• Goal:
Quote the whole listing word for word, please.

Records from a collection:
◇ ◇ ◇ ◇ ◇ ◇ ◇

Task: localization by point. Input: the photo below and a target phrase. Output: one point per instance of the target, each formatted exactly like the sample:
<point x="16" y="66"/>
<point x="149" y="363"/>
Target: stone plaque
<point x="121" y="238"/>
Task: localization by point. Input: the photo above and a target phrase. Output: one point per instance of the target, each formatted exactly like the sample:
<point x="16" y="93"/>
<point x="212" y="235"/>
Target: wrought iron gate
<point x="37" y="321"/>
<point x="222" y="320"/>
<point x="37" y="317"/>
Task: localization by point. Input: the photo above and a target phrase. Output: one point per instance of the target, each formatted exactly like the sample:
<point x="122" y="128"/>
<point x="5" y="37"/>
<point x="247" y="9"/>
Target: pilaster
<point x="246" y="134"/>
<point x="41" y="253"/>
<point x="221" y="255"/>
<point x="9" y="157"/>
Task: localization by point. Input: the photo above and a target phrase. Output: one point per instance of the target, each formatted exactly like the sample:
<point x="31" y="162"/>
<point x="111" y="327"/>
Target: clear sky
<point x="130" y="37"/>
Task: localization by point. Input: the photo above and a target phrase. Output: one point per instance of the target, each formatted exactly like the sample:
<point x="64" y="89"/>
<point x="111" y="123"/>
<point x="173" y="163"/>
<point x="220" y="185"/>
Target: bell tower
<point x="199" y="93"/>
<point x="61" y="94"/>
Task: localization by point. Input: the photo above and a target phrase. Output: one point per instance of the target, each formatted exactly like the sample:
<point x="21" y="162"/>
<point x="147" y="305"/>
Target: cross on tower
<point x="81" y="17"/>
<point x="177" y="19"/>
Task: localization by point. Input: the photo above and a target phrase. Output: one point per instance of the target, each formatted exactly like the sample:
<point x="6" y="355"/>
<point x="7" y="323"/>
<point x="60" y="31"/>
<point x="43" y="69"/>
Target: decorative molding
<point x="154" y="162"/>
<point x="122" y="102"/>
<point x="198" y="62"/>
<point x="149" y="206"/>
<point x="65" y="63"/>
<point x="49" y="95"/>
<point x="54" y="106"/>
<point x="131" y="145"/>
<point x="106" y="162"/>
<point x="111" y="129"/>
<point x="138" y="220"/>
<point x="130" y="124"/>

◇ ◇ ◇ ◇ ◇ ◇ ◇

• Output of the exercise:
Task: localization by point. Input: the photo below and a target phrase. Output: one point per instance of the target, each formatted exactly like the sample:
<point x="16" y="66"/>
<point x="149" y="363"/>
Target: stone plaque
<point x="121" y="238"/>
Task: localization by point. Input: the photo above and a target phrase. Output: one point per instance of the target, each formatted exactly like the sample:
<point x="16" y="93"/>
<point x="212" y="235"/>
Target: wrought iron gate
<point x="37" y="321"/>
<point x="222" y="320"/>
<point x="37" y="317"/>
Task: localization by point. Input: the photo above and a target phrase. Output: one point per instance of the target, each formatted exactly like the sample:
<point x="122" y="128"/>
<point x="5" y="37"/>
<point x="247" y="9"/>
Target: pilaster
<point x="246" y="134"/>
<point x="41" y="253"/>
<point x="221" y="255"/>
<point x="9" y="157"/>
Task: localization by point. Input: the photo above and a target phrase. Output: one point per instance of the target, each formatted exactly like the sample:
<point x="31" y="162"/>
<point x="111" y="327"/>
Target: clear sky
<point x="130" y="37"/>
Task: localization by point. Input: the photo above and a target phrase. Output: one point per instance of the target, each formatted exactly like the sample:
<point x="64" y="89"/>
<point x="111" y="123"/>
<point x="173" y="163"/>
<point x="220" y="185"/>
Target: bell tower
<point x="199" y="93"/>
<point x="61" y="94"/>
Task: localization by point. Input: the photo above and a target phrase. Output: one point per instance of the target, each formatted exactly like the sample:
<point x="21" y="162"/>
<point x="147" y="305"/>
Target: cross on tower
<point x="81" y="17"/>
<point x="177" y="19"/>
Task: localization by point. Input: the photo above and a target phrase. Output: one point per instance of the target, each formatted exactly like the sample:
<point x="6" y="355"/>
<point x="7" y="323"/>
<point x="60" y="31"/>
<point x="43" y="69"/>
Target: decorative molding
<point x="154" y="162"/>
<point x="122" y="102"/>
<point x="198" y="62"/>
<point x="149" y="206"/>
<point x="65" y="63"/>
<point x="49" y="95"/>
<point x="54" y="106"/>
<point x="131" y="145"/>
<point x="106" y="162"/>
<point x="111" y="129"/>
<point x="138" y="220"/>
<point x="130" y="124"/>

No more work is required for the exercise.